(What to work on): Your response should contain each line of the data that includes "water".

Data records Block Start

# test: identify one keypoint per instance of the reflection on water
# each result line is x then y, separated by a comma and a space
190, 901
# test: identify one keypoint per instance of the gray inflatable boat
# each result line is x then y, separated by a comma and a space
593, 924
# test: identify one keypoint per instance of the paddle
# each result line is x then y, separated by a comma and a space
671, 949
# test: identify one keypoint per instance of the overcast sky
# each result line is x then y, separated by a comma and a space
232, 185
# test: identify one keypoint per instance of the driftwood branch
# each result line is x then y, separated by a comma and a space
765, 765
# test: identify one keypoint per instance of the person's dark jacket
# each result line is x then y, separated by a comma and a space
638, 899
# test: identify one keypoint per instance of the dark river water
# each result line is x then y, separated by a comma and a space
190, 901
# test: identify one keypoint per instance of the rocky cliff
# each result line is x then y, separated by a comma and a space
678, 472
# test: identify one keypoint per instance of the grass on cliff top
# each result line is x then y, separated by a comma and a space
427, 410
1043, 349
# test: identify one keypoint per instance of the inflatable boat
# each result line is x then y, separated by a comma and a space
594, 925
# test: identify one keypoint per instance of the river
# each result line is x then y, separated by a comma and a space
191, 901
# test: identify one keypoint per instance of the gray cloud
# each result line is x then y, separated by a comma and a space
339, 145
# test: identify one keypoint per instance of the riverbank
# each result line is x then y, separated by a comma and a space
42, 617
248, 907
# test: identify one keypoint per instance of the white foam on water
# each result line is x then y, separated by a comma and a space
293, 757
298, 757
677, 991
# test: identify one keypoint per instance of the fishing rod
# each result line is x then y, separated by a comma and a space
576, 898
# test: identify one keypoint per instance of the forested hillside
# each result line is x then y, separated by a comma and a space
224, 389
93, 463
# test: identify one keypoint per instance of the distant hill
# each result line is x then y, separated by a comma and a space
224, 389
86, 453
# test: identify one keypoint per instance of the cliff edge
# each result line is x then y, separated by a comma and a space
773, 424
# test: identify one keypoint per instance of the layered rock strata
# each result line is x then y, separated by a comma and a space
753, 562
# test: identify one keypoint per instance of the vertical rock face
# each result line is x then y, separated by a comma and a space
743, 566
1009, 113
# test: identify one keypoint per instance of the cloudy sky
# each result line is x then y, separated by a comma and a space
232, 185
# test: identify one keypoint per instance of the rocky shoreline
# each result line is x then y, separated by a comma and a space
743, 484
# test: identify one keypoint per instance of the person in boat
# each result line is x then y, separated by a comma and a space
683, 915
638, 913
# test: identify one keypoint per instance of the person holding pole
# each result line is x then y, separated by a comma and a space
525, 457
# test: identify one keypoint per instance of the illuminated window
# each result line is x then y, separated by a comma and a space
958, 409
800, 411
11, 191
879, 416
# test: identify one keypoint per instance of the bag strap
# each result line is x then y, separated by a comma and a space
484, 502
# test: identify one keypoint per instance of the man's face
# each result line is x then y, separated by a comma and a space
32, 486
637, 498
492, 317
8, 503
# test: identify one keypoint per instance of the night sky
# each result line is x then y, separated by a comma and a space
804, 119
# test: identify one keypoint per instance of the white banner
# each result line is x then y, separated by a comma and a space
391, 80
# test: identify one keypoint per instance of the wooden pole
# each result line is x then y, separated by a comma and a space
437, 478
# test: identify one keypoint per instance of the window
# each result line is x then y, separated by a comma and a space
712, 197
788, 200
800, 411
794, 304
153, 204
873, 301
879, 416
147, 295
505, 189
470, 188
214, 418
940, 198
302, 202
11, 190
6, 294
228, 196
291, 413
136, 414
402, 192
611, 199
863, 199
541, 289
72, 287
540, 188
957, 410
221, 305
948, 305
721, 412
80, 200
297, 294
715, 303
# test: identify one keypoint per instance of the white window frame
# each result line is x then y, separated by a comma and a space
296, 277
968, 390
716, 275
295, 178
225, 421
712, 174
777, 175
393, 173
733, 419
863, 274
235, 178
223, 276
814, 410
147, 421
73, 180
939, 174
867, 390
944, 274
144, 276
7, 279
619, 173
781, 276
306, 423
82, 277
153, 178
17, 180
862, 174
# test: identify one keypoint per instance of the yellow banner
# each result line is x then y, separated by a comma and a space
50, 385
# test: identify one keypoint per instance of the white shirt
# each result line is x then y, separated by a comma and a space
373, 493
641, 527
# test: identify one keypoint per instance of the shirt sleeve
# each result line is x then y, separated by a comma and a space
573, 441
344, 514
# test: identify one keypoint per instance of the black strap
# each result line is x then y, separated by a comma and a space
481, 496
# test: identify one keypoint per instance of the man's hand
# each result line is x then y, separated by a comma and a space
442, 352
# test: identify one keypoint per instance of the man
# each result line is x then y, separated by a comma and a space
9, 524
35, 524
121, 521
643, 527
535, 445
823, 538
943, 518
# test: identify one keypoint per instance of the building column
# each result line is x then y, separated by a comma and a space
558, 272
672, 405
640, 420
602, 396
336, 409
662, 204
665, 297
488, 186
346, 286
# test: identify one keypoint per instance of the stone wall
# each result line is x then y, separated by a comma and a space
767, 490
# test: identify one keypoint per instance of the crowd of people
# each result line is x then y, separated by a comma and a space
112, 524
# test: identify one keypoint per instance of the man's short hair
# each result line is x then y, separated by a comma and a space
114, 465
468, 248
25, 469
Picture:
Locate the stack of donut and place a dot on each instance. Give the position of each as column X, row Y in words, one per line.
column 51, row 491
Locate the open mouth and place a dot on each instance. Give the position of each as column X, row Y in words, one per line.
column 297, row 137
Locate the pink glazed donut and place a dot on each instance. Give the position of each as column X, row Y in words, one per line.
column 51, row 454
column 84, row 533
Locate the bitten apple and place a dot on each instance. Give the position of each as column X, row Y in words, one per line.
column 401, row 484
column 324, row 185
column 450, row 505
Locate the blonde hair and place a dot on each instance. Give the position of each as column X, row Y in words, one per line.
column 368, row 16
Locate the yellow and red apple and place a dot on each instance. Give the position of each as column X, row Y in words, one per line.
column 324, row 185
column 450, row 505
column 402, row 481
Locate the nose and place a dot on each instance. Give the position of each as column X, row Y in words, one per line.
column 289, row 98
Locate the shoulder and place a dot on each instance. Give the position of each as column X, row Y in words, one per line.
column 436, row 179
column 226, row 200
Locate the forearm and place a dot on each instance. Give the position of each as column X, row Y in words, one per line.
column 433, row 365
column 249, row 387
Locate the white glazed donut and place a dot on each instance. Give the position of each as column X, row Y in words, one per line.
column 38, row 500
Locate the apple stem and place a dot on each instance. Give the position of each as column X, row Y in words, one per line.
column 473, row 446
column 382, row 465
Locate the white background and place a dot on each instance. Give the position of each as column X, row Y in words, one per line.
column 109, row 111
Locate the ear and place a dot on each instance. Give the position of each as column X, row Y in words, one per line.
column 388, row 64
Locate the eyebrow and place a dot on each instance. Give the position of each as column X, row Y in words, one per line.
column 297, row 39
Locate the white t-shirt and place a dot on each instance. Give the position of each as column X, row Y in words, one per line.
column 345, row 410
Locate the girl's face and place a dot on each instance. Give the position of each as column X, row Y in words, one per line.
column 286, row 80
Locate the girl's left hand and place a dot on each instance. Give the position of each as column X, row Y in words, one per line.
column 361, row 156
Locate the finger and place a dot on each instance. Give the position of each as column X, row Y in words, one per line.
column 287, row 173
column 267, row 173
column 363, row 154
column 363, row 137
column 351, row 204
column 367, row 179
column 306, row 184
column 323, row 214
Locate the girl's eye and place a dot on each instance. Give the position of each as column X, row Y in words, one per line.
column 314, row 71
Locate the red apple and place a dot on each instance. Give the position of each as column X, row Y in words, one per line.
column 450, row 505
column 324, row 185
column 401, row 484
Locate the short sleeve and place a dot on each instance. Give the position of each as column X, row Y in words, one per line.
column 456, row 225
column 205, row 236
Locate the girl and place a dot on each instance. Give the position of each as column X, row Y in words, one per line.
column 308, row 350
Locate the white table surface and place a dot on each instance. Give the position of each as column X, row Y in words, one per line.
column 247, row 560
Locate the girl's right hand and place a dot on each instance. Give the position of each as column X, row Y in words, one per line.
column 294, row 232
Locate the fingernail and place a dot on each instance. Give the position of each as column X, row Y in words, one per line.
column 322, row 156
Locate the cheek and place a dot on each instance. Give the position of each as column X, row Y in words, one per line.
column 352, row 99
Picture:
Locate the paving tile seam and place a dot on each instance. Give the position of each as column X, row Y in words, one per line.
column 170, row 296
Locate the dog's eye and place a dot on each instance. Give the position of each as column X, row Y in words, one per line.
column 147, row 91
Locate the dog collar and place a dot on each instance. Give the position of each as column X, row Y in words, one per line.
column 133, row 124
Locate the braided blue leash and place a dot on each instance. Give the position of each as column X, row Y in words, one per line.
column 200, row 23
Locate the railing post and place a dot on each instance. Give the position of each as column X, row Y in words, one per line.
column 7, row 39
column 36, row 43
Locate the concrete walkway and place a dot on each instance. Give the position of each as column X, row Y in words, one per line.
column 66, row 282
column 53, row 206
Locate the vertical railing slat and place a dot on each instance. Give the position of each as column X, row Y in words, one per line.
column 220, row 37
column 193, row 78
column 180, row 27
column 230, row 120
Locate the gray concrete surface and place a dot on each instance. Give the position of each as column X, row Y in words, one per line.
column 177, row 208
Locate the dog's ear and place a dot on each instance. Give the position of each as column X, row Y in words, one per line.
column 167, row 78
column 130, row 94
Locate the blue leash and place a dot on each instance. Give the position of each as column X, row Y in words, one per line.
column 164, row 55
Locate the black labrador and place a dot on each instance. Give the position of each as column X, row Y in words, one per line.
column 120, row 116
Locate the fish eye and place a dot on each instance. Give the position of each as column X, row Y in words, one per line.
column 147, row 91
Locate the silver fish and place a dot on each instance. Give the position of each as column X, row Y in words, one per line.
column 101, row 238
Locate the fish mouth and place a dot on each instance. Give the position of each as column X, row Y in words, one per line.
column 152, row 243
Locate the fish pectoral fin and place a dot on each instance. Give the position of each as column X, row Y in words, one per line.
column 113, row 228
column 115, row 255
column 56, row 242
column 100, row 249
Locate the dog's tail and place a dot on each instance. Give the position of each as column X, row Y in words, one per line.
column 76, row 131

Data records Block End

(Task output):
# test: identify one keypoint per instance of the reflection on water
# test: identify one keypoint per instance of the dark river water
# test: identify one keypoint per instance of the white foam on water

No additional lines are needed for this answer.